爬虫时出现问题

import requests
from lxml import etree
import threading
from queue import Queue
import pymongo

#从每页数据中解析出各电影详情页数据
class PageParser(threading.Thread):
    def __init__(self,thread_name,page_queue,data_queue):
        super(PageParser,self).__init__()
        self.thread_name=thread_name
        self.page_queue=page_queue
        self.data_queue=data_queue

    def handle_requests(self,page_url):
        header={
            "User-Agent": "Mozilla/5.0 (Windows NT 10.0; Win64; x64) AppleWebKit/537.36 (KHTML, like Gecko) Chrome/92.0.4515.159 Safari/537.36"
            }
        response=requests.get(url=page_url,headers=header)
        if response.status_code == 200 and response:
            return response.text

    #处理页面数据
    def parse_page(self,content):
        html=etree.HTML(content)
        page_all_data=html.xpath("//div[@class='article']/ol/li")
        for li in page_all_data:
            self.data_queue.put(li)  # 将解析出的各电影数据放入data_queue队列中
            print(li,type(li))

    def run(self):
        print(f"{self.thread_name} has started")
        try:
            while not self.page_queue.empty():
                page_url=self.page_queue.get()
                page_response=self.handle_requests(page_url)
                if page_response:
                    self.parse_page(page_response)
        except Exception as e:
            print(f"{self.thread_name} met error: {e}")
        print(f"{self.thread_name} has ended")


class DataParser(threading.Thread):
    def __init__(self,thread_name,data_queue,mongo,lock):
        super(DataParser,self).__init__()
        self.thread_name=thread_name
        self.data_queue=data_queue
        self.mongo=mongo
        self.lock=lock

    def handle_list_one(self,content):
        return ''.join(content)

    def handle_list_some(self,content):
        return '/'.join(content)

    def parse_data(self,content):
        data={
            "movie_name":self.handle_list_some(content.xpath("//div[@class='info']/div[@class='hd']/a/span/text()")),
            "actors_information": self.handle_list_some(content.xpath("//div[@class='info']/div[@class='bd']/p[1]/text()")),
            "score":self.handle_list_one(content.xpath("//div[@class='info']/div[@class='bd']/div/span[@class='rating_num']/text()")),
            "evaluate": self.handle_list_one(content.xpath("//div[@class='info']/div[@class='bd']/div/span[@class='']/text()")),
            "describe":self.handle_list_one(content.xpath("//div[@class='info']/div[@class='bd']/p[2]/span/text()"))
########
● 给定练习 1: 把爬虫代码中以“def run(self):”开头的那一段改写成简短的步骤列表，保留其主要内容。
● 给定练习 2: 请从爬虫代码中的“if response.status_code == 200”到“html=etree.HTML(content)”，原样抄录这一部分。
下面各行是另外的材料，与上面的爬虫代码无关。
########
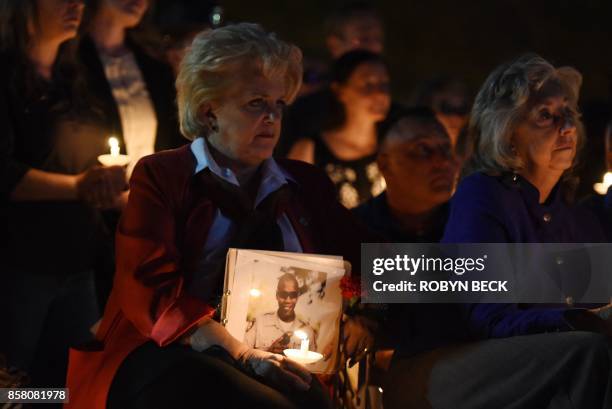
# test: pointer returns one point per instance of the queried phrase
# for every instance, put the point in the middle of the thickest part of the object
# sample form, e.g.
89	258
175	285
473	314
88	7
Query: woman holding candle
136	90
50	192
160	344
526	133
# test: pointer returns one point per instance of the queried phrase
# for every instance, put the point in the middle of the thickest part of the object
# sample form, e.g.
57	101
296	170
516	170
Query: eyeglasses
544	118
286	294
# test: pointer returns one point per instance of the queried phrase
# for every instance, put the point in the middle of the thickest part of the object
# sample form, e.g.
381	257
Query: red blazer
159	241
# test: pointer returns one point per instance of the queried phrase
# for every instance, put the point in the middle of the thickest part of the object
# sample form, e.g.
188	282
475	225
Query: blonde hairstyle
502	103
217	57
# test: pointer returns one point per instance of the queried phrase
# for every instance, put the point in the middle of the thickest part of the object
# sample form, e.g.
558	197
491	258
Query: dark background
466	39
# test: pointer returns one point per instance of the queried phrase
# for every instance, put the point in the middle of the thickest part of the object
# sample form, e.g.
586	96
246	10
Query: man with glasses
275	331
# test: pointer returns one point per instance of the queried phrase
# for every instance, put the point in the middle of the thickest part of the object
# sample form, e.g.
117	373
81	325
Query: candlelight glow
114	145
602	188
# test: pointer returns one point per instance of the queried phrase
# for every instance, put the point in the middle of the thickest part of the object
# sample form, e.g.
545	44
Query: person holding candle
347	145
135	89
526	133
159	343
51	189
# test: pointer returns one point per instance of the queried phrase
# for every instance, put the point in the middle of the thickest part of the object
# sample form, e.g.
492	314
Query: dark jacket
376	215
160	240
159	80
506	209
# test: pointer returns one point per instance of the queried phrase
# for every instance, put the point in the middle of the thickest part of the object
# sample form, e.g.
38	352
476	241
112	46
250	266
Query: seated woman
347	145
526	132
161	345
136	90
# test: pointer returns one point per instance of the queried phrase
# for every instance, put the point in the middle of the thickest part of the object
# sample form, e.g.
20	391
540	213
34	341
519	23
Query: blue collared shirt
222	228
########
● 结果 1:
- 打印线程名和“has started”。
- 在 try 中循环，直到 page_queue 为空：
  - 从队列取出 page_url。
  - 用 handle_requests 请求该页面。
  - 若有返回内容，交给 parse_page 解析。
- 出现异常时，打印线程名、“met error:”和异常信息。
- 最后打印线程名和“has ended”。

● 结果 2:
if response.status_code == 200 and response:
            return response.text

    #处理页面数据
    def parse_page(self,content):
        html=etree.HTML(content)